● **Excerpt**:
==================================================
How to Automate Simulation Data Management on Rescale

Rescale automates metadata management regardless of simulation type or format. Scientists and engineers are able to extract metadata for multidisciplinary model based collaboration, simulation data search, and results extraction for informed and timely product decisions. Rescale Metadata is valuable for capturing key engineering variables in addition to job telemetry details such as cost and performance of each job.

1. Job Execution and Data Extraction:

As engineers and scientists perform their simulations, Rescale automatically extracts simulation metadata without manual intervention, ensuring that critical parameters are captured, such as thermal efficiency, structural vibration modes, fluid pressure and velocity and costs per job.

Automated data capture using Python post-processing scripts

2. Standardization and Categorization:

As simulation engineers update product designs, using custom fields, metadata is captured and categorized based on predefined criteria. This process not only organizes the data efficiently but also makes it easily searchable, enhancing retrieval times. For example, with custom fields simulation engineers can capture what system and subsystem of the product is being updated, allowing downstream updates to affected systems.
==================================================
● **Exercise 1**: List the three purposes for which the Rescale excerpt says scientists and engineers can extract metadata.

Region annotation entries
==================================================
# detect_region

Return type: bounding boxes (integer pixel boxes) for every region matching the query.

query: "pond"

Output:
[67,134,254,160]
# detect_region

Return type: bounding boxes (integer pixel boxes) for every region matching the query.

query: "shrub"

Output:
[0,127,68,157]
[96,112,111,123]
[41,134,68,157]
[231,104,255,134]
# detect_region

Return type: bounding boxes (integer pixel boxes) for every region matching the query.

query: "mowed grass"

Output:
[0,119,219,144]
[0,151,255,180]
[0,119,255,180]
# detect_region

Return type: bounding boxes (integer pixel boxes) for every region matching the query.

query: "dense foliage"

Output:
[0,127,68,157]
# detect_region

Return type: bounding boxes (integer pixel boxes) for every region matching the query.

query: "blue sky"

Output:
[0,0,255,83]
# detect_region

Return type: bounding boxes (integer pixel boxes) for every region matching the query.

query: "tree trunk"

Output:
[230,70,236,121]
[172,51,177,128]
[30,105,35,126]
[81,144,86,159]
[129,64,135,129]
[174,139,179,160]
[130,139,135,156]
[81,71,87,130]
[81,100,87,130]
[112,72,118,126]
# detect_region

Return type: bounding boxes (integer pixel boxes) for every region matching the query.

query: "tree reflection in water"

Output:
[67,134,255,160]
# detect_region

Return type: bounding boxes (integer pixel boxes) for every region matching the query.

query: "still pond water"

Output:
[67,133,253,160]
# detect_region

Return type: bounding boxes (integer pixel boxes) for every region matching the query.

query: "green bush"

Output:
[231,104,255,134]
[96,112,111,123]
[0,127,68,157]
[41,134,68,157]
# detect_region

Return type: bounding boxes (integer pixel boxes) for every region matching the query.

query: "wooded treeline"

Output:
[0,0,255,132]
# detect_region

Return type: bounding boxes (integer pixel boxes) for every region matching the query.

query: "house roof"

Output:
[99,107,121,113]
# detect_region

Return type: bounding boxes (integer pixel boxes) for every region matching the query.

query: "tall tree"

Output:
==================================================
● **Exercise 2**: Substitute "Output format" for every "Return type" in the rows from the first line of the rows up to and including the line with "[0,0,255,83]", and reproduce those lines with nothing else changed.

● **Solution 1**:
- Multidisciplinary model based collaboration
- Simulation data search
- Results extraction for informed and timely product decisions

● **Solution 2**:
# detect_region

Output format: bounding boxes (integer pixel boxes) for every region matching the query.

query: "pond"

Output:
[67,134,254,160]
# detect_region

Output format: bounding boxes (integer pixel boxes) for every region matching the query.

query: "shrub"

Output:
[0,127,68,157]
[96,112,111,123]
[41,134,68,157]
[231,104,255,134]
# detect_region

Output format: bounding boxes (integer pixel boxes) for every region matching the query.

query: "mowed grass"

Output:
[0,119,219,144]
[0,151,255,180]
[0,119,255,180]
# detect_region

Output format: bounding boxes (integer pixel boxes) for every region matching the query.

query: "dense foliage"

Output:
[0,127,68,157]
# detect_region

Output format: bounding boxes (integer pixel boxes) for every region matching the query.

query: "blue sky"

Output:
[0,0,255,83]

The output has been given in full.